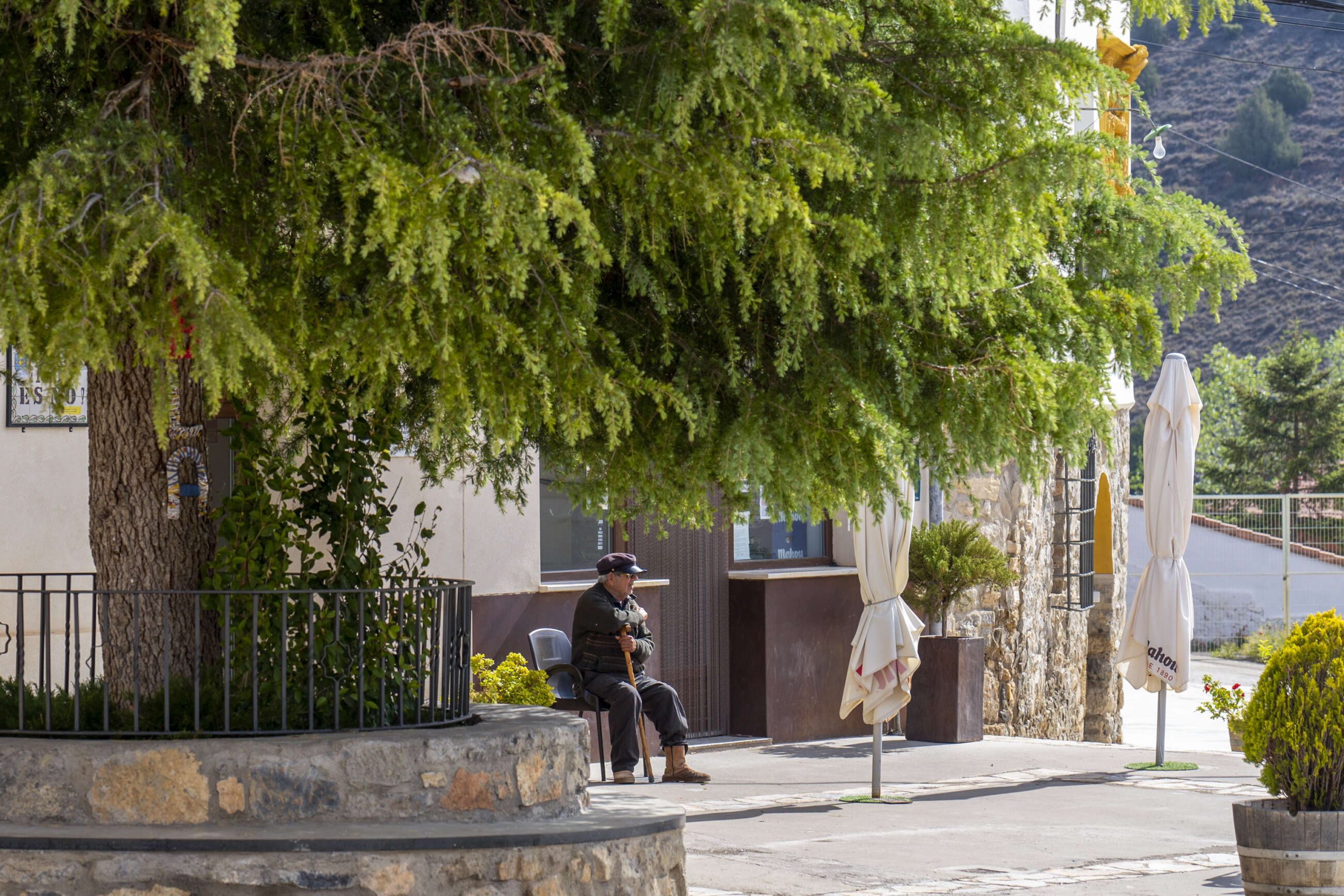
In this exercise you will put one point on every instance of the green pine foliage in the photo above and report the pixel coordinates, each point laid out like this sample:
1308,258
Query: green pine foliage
1289,89
1295,722
949,559
1260,136
670,245
1278,424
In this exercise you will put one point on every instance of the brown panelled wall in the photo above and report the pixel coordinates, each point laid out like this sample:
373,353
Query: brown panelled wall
791,645
695,620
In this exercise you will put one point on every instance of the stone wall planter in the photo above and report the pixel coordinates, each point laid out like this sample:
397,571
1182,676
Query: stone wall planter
1284,854
948,696
500,807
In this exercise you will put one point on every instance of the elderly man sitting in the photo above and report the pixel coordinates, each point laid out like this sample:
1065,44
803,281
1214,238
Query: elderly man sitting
600,648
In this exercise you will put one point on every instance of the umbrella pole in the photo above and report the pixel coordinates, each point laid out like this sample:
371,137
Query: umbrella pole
1162,724
877,761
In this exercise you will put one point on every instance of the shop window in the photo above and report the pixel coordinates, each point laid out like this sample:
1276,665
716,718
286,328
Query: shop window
572,540
760,536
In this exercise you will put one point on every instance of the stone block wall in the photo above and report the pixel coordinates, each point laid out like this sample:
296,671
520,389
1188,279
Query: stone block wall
1047,671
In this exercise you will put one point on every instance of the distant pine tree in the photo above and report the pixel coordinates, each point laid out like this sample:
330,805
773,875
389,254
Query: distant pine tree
1289,426
1260,136
1289,90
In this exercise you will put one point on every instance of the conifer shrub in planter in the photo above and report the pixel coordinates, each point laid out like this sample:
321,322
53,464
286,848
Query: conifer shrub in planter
1295,733
948,561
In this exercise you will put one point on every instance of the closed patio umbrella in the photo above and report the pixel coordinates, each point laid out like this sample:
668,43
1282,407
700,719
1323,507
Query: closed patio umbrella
1155,649
886,646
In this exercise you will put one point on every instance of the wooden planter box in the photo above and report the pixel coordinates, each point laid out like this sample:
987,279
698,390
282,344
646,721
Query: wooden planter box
1285,854
948,691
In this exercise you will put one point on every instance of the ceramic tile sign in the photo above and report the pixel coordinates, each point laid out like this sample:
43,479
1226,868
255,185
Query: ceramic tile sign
30,402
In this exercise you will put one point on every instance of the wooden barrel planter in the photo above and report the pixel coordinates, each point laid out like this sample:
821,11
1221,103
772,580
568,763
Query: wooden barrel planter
1284,854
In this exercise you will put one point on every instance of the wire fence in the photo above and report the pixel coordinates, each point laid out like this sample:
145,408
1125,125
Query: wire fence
1256,561
75,660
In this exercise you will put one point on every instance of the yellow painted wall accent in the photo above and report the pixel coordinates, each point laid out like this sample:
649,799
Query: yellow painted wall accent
1104,551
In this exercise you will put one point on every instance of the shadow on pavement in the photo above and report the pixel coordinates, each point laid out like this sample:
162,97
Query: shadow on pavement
842,751
1231,880
815,809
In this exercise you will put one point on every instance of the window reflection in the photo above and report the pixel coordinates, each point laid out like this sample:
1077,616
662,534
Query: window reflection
758,536
570,539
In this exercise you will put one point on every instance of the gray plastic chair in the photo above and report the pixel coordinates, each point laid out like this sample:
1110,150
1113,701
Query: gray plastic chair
552,652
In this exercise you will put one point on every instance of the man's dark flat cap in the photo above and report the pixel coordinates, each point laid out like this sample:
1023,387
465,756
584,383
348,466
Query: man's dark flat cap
619,563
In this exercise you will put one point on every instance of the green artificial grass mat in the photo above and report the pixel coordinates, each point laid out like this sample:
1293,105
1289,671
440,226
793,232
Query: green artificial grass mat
1166,766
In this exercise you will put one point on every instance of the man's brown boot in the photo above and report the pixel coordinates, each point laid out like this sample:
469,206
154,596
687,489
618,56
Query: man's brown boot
677,770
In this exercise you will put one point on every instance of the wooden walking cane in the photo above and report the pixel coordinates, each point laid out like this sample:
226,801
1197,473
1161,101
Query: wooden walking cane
644,743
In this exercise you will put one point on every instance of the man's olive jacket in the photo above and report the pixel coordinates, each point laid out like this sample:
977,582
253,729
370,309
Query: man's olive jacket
599,619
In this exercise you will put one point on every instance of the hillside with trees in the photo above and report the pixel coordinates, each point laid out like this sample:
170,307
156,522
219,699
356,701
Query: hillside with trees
1262,115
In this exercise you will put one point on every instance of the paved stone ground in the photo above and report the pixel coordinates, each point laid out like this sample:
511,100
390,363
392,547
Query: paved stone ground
1187,729
995,817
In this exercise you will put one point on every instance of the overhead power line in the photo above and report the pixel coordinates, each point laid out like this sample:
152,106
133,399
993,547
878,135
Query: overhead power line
1295,230
1272,174
1280,280
1320,25
1328,6
1249,62
1288,270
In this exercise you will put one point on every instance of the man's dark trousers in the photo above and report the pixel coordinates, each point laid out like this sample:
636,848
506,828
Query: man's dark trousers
658,700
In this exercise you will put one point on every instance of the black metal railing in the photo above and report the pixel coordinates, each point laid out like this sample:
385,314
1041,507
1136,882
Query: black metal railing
77,660
1078,524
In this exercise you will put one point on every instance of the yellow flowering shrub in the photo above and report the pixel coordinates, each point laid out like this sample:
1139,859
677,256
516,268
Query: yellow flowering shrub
1295,722
512,682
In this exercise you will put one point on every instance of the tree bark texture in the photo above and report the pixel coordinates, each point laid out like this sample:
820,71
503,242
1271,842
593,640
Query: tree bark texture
139,552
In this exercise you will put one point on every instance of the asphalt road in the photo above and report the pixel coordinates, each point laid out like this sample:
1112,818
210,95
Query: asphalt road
998,816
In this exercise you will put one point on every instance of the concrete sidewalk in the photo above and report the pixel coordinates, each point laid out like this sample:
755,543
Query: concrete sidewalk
1187,729
999,816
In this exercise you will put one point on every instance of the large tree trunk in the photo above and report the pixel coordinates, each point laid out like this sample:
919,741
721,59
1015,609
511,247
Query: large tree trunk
136,547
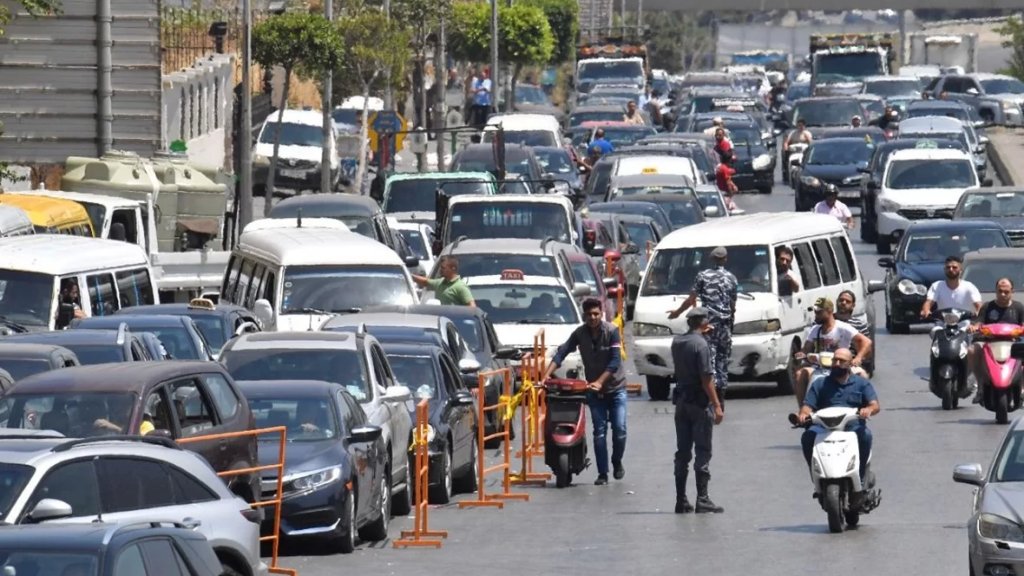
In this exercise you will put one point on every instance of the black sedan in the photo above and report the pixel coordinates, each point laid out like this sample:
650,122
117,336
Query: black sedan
835,161
919,259
335,482
431,374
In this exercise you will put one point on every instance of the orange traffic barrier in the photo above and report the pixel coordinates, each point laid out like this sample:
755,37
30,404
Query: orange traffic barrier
531,417
503,409
279,466
420,535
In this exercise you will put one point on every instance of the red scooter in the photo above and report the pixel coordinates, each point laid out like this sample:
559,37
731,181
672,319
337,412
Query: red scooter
999,373
565,428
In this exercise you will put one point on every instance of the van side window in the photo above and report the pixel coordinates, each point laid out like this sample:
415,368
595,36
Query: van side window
844,254
134,287
101,294
825,261
808,266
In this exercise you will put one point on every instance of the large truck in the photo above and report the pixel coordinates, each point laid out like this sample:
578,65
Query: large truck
957,51
841,62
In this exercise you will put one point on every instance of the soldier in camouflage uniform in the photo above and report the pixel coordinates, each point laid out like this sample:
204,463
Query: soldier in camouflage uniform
716,288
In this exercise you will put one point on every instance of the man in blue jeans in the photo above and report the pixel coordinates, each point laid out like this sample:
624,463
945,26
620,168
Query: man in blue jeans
600,350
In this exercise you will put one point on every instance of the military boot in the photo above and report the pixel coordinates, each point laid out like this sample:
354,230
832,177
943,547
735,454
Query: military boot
705,504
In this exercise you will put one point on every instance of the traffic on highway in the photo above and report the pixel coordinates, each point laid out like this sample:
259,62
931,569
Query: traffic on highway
736,321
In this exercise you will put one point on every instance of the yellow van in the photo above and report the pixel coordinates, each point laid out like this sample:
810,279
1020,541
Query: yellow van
52,215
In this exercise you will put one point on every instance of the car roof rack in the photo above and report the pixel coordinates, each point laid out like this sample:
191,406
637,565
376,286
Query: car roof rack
156,441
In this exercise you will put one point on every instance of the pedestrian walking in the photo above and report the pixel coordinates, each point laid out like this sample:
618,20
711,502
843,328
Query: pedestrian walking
600,350
697,410
716,288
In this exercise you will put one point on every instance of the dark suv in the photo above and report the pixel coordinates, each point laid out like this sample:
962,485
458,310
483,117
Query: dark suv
127,398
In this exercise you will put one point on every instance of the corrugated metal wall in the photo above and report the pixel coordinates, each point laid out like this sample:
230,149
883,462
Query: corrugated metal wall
48,81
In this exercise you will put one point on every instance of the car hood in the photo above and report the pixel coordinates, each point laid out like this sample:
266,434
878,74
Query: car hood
921,273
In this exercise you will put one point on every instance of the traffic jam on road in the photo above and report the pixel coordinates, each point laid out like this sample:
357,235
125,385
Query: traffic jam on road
778,244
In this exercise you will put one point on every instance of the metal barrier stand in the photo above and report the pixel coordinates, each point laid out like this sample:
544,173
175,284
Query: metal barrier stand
484,499
275,502
421,535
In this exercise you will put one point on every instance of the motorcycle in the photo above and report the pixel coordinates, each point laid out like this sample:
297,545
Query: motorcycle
565,428
836,469
947,367
998,373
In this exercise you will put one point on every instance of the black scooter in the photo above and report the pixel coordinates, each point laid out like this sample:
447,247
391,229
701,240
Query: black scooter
565,428
947,373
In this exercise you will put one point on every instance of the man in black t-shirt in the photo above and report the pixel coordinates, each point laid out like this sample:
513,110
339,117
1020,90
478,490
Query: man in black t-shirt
1004,310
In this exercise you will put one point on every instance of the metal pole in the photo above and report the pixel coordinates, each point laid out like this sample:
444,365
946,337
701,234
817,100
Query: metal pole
327,104
244,195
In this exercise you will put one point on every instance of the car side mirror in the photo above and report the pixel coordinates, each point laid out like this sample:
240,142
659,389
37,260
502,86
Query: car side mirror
264,313
365,434
969,474
49,508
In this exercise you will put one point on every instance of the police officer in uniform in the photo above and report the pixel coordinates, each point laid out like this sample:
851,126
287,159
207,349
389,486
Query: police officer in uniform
697,409
716,287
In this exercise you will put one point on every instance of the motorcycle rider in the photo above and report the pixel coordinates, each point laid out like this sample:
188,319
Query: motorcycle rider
1003,310
829,334
841,387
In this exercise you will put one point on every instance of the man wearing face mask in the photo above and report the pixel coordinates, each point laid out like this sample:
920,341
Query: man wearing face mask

################

#### [Problem details]
The required output is the exact sequence of lines from the one containing "of the police" through the end of the listing, both endpoints included.

#### [Task output]
In this exercise you will put one point on every instance of the police officer in uniform in the photo above and report the pixel coordinates, each point laid out like this sample:
851,126
287,159
207,349
389,486
Query: police officer in uniform
697,409
716,287
In this exercise you will put one point on every instance of the motorcycle rider in the photo above and report the pixel coordinates, each point laid out like this sample:
188,319
Query: motorcycle rider
1003,310
829,334
841,387
In this exercise you will put one point on every instance of the man wearing face mask in the photo above and report the pixel coordinates, each point laid out like this sample:
920,341
Query: man wearing face mask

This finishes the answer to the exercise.